Directive → Switch "position" to "location" throughout the items below, keeping everything else unchanged.

Entries shown →
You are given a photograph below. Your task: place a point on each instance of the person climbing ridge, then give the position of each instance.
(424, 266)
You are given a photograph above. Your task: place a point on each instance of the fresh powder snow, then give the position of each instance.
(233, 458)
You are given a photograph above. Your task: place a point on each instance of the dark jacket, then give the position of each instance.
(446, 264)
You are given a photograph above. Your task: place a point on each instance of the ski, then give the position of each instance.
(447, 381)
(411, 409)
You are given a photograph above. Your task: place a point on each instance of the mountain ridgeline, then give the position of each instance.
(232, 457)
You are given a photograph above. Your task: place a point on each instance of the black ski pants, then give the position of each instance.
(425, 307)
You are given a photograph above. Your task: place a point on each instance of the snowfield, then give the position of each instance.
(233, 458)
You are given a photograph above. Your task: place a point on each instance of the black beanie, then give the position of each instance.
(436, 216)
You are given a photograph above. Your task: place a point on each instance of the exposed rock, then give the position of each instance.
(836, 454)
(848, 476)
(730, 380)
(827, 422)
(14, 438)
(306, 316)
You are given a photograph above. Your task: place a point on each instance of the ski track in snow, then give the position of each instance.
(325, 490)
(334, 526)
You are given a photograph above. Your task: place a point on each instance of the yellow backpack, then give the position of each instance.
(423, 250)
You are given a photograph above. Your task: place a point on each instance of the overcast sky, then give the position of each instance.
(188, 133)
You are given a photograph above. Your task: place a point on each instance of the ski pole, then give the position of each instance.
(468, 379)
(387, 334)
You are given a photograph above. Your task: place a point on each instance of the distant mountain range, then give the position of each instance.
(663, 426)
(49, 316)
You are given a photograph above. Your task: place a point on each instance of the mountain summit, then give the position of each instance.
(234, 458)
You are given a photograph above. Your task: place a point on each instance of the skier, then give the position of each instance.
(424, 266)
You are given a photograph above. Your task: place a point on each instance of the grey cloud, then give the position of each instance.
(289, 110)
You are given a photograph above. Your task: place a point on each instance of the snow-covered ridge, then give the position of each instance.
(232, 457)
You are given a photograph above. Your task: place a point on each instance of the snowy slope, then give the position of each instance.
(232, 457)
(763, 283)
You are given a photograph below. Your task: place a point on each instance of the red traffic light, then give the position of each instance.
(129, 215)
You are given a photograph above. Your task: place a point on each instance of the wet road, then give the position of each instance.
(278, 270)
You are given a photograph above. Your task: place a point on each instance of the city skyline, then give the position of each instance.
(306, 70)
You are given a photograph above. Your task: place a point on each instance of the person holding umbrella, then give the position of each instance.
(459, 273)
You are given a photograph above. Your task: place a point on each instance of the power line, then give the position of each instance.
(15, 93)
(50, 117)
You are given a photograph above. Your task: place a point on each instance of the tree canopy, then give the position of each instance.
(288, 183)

Solution for this problem →
You are given a photograph below. Your task: place a point on each instance of the person climbing ridge, then give the location of each instance.
(424, 266)
You are given a photograph above. Your task: place a point on each instance of the fresh powder snow, then give the location of each instance.
(233, 458)
You are given a photograph above. Your task: place a point on each instance of the dark jacket, then give the location of each instance.
(446, 264)
You are given a photograph above. Your task: place a point on each instance of the ski, then give the location of each instance.
(447, 381)
(411, 409)
You are given a photograph above. Your task: place a point on each instance of the mountain ridgeline, then give the location of each instance.
(232, 457)
You are given a photograph above. Your task: place a point on each instance of the black ski pants, then give the location of each instance.
(425, 307)
You are given a photograph above. Your task: place a point on each instance of the snowfield, then give the location of each instance.
(233, 458)
You are given a photograph above. Your task: place a point on each instance of the black beanie, then give the location of each instance.
(436, 216)
You are given a photograph above. Your task: place a point on each instance of the exposed rock, then give the location of each instance.
(836, 454)
(848, 476)
(730, 380)
(827, 422)
(14, 438)
(306, 316)
You are given a photograph above. Your task: place a point on each instance of the ski track in snow, then give the location of each instance.
(325, 490)
(334, 526)
You are given a photograph above. Your task: place a point on each instance of the yellow backpack, then give the location of each instance.
(423, 250)
You are given a photograph above. Your task: place a point on each instance of the overcast sky, then give the location of each instance.
(188, 133)
You are given a photograph above. Your task: place a point on each instance of the ski pole, then give the location of each instance.
(468, 379)
(387, 334)
You are given a photograph above. Your task: place a point on each instance of the distant mountain range, then give the location of each instance.
(663, 426)
(49, 316)
You are given a photograph above. Your task: place a point on each instance of the mountain summit, then give the location of each instance.
(234, 458)
You are given a photograph above. Your task: place a point on each instance of the skier, then give the location of each instance.
(424, 266)
You are given a photograph above. Your task: place a point on each instance of the grey cloud, then give the location of each instance.
(289, 110)
You are given a photograph above. Your task: place a point on each instance of the snow-covered ridge, then give the location of each instance.
(232, 457)
You are given a photograph above. Your task: place a point on each instance of the snowy slope, then give the location of each instance.
(232, 457)
(763, 283)
You are given a photograph below. Your task: place a point on each instance of the red traffic light, then give the location of each instance.
(129, 215)
You are given a photograph above. Your task: place a point on each instance of the wet road, then give the location of each instance.
(278, 270)
You are given a photograph above. Your task: place a point on each instance of the city skyline, then give the location of each instance.
(306, 70)
You are given a photograph above. Your task: place a point on each instance of the person holding umbrella, then give the location of each instance.
(459, 273)
You are given a photograph above. Your task: place a point on each instance of the power line, then give the location of each instance.
(15, 93)
(50, 117)
You are given a photograph above. Your task: place a point on each instance of the tree canopy, then give the location of each instance.
(288, 183)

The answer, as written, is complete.